Written problem. From the court decision, list every date or date range on which a bargaining session was held by agreement.

Source extract.
## begin

National Labor Relations Bd. v. United Clay Mines Corp.

Decision Date01 February 1955
Docket NumberNo. 12266.,12266.
Citation219 F.2d 120
PartiesNATIONAL LABOR RELATIONS BOARD, Petitioner, v. UNITED CLAY MINES CORPORATION, Respondent.
CourtU.S. Court of Appeals — Sixth Circuit

Owsley Vose, Washington, D. C. (George J. Bott, David P. Findling, A. Norman Somers and Rose Mary Filipowicz, Washington, D. C., on the brief), for petitioner.

Cecil Sims, Nashville, Tenn., for respondent.

Before ALLEN, MARTIN, and MILLER, Circuit Judges.

MILLER, Circuit Judge.

The National Labor Relations Board seeks enforcement of its order of February 13, 1953 against the respondent, United Clay Mines Corporation, directing respondent to bargain collectively with United Brick and Clay Workers of America, A. F. L., hereinafter called the Union, as the exclusive representative of the employees at its plant at Gleason, Tennessee. Respondent, a New Jersey corporation with its principal office at Trenton, New Jersey, mines and processes ball clay and manufactures various clay products. Jurisdiction is conceded.

Following an election, the Board on February 4, 1949, certified the Union as the exclusive bargaining representative for the production and maintenance employees at the Gleason plant. Collective bargaining was immediately requested and entered into. Bargaining sessions were held by agreement on February 21-22, 1949, March 28, 1949, March 30, 1949, July 18-19, 1949, and October 2 through 4, 1949. The negotiations were recorded by a stenographer. The single question presented is whether such undisputed facts sustain the finding of the majority of the Board, to which two members dissented, that the respondent refused to bargain with the Union in violation of Sections 8(a) (5) and (1) of the Act. Sections 158(a) (5) and (1), Title 29, U.S.C.A.

Prior to the first meeting held on February 21 and 22, 1949, the Union mailed a proposed contract to the respondent. The Union was represented at the meeting by Paul Pelfrey, international representative, and a negotiating committee of four employees. Respondent was represented by its Vice President Hall, its Superintendent Henry and its attorney, R. F. Moll. Moll stated that the Union proposal was not acceptable to the Company, following which the parties proceeded to review the Union's proposed contract section by section. The contract covered subjects usually contained in such agreements, although the Union emphasized that it was chiefly concerned with the establishment of an equitable seniority section and an effective grievance procedure.

## end

Supplied information.
## begin

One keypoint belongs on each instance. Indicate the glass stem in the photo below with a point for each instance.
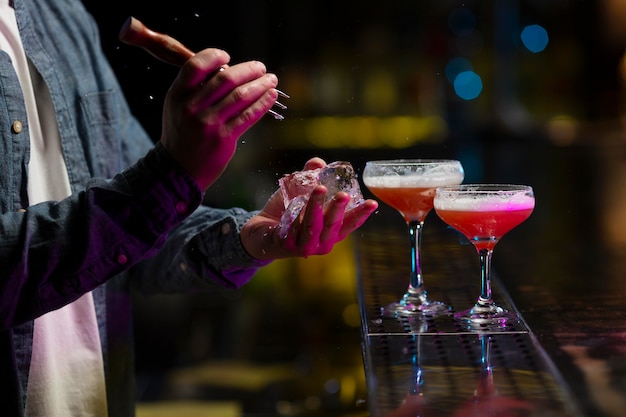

## end

Solved exercise.
- February 21-22, 1949
- March 28, 1949
- March 30, 1949
- July 18-19, 1949
- October 2 through 4, 1949